## Exercise
What is the number of lines in this listing that include "photo"? Answer with that number only.

## Provided records
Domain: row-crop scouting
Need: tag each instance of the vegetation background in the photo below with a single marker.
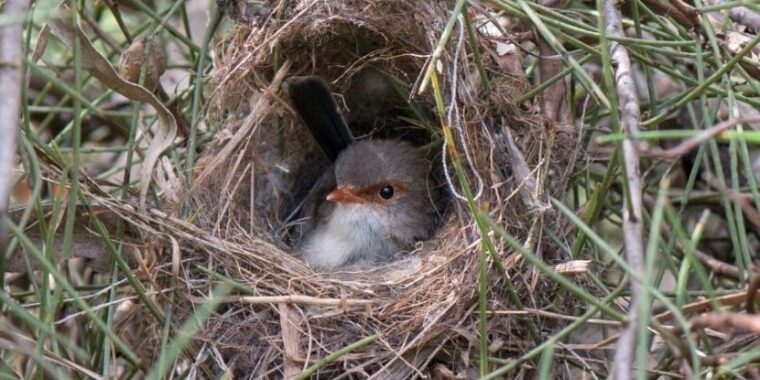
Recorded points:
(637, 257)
--
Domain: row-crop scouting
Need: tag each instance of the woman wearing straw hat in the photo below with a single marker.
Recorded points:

## Response to this task
2